--- Extracted data ---
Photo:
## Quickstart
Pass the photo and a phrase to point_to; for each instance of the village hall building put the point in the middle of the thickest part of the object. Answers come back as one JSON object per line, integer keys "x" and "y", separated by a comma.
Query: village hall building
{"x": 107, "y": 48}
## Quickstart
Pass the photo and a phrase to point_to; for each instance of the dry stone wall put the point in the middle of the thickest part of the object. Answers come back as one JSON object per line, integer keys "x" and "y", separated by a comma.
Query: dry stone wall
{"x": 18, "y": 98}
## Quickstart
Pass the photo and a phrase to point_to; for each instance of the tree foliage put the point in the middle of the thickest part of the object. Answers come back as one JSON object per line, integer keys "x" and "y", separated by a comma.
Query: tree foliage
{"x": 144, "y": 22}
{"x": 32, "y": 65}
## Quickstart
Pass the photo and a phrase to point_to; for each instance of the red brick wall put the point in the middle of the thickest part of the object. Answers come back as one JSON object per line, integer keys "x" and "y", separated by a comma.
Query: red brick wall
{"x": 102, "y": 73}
---
--- Extracted data ---
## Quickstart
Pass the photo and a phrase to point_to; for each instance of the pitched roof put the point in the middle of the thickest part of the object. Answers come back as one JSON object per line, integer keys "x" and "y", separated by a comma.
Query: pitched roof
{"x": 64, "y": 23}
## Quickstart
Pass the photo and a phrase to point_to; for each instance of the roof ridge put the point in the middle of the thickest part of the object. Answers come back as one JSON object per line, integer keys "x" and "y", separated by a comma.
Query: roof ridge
---
Look over the records above, and wherever a line contains the string "ridge", copy that line.

Answer to this task
Pass the photo and a phrase to point_to; for each instance of the roof ridge put the point in the middle of the thickest part of the object. Answers come back as one JSON object per line, integer keys "x" and "y", separated by a comma.
Query: roof ridge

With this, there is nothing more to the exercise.